**The problem:** Without including any pictures, write out all the entries exactly.

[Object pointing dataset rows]
-.-.-
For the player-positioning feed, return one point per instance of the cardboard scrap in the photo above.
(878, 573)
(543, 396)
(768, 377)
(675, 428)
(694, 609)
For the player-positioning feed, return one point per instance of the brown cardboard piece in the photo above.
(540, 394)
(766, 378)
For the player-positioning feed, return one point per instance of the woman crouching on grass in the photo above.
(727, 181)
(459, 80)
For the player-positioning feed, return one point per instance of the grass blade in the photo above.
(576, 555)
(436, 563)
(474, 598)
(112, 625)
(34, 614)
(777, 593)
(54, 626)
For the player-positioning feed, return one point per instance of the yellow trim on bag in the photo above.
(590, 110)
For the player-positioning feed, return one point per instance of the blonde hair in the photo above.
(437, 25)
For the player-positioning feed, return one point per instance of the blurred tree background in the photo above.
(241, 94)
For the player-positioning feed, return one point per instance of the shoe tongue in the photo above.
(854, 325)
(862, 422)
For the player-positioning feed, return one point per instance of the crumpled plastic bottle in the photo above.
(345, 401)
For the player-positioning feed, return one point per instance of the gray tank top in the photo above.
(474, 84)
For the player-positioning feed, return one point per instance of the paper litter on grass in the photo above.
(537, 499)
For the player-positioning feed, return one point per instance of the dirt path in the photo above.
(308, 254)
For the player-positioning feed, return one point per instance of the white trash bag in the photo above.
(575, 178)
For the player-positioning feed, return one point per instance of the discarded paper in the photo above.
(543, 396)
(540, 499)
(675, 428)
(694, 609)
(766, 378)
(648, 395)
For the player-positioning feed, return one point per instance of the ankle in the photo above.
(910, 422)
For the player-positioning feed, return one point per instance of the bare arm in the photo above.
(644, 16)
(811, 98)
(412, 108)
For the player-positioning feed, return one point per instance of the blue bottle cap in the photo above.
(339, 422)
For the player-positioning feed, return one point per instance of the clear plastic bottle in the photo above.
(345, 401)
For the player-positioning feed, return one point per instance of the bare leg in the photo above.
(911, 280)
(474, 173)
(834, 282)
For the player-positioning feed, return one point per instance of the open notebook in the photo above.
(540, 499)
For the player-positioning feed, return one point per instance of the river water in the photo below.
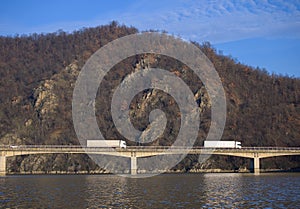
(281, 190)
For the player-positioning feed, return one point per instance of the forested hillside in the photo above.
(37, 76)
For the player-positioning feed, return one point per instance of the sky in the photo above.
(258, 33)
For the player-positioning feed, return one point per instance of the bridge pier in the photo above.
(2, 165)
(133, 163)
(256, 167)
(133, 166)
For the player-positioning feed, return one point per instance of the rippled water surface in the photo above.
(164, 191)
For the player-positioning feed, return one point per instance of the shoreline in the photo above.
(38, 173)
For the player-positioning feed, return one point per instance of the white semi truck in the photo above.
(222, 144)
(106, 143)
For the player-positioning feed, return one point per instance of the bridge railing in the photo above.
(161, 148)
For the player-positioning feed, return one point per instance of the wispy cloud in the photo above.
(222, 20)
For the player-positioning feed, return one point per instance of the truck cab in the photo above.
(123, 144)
-.-.-
**Output for this task:**
For the player-positioning feed, return one point per instance of the cardboard scrap in the photo above.
(878, 573)
(543, 396)
(768, 377)
(675, 428)
(694, 609)
For the player-positioning feed, return one point per instance of the brown cardboard piece in the photo above.
(540, 394)
(766, 378)
For the player-positioning feed, return one point per instance of the woman crouching on grass in the photo above.
(727, 181)
(459, 80)
For the player-positioning feed, return one point per instance of the grass blade in the photo above.
(576, 555)
(436, 563)
(474, 598)
(112, 625)
(34, 614)
(777, 593)
(54, 626)
For the player-positioning feed, return one point per instance of the yellow trim on bag in the photo above.
(590, 110)
For the player-positioning feed, return one point per instance of the blonde hair in the photo above.
(437, 25)
For the player-positioning feed, return one point per instance of the blurred tree background in the photo above.
(241, 94)
For the player-positioning feed, return one point per instance of the shoe tongue in the photo above.
(854, 325)
(862, 422)
For the player-positioning feed, return one point per instance of the crumpled plastic bottle in the photo above.
(345, 401)
For the player-positioning feed, return one point per instance of the gray tank top in the photo above.
(474, 84)
For the player-positioning feed, return one point per instance of the paper litter on grass in the photo above.
(537, 499)
For the player-positioning feed, return one point per instance of the dirt path in the photo above.
(308, 254)
For the player-positioning feed, return one point per instance of the white trash bag in the photo above.
(575, 178)
For the player-positioning feed, return one point per instance of the discarded paper in the photo above.
(543, 396)
(540, 499)
(675, 428)
(694, 609)
(766, 378)
(648, 395)
For the player-positioning feed, return one point per instance of the ankle in the photo above.
(910, 422)
For the player-positioning feed, return one point per instance of the bare arm in the photo above.
(644, 16)
(811, 98)
(412, 108)
For the player-positioning feed, return one point per instance of the blue bottle cap in the photo above.
(339, 422)
For the player-positioning feed, return one point per instance of the clear plastic bottle in the photo above.
(345, 401)
For the player-positioning feed, return one point per instance of the bare leg in the photo above.
(911, 280)
(474, 173)
(834, 282)
For the player-positioning feed, return one point per instance of the open notebook in the photo above.
(540, 499)
For the player-positioning feed, return one point per instance of the river water in the photo below.
(281, 190)
For the player-positioning feed, return one point per instance of the forested hillside in the photo above.
(37, 76)
For the player-positioning feed, return one point per instance of the sky in the photo above.
(258, 33)
For the player-positioning feed, return one point per instance of the bridge pier in the photo above.
(2, 165)
(133, 163)
(256, 167)
(133, 166)
For the player-positioning feed, return one point per instance of the rippled water surface in the photo above.
(164, 191)
For the player-positioning feed, return one point per instance of the shoreline in the photo above.
(38, 173)
For the player-positioning feed, return one point per instance of the white semi truck in the photo above.
(222, 144)
(106, 143)
For the player-positioning feed, return one point per instance of the bridge railing in the photo above.
(161, 148)
For the player-positioning feed, return one point per instance of the wispy cloud in the photo above.
(222, 20)
For the player-positioning feed, return one point per instance of the truck cab in the photo above.
(123, 144)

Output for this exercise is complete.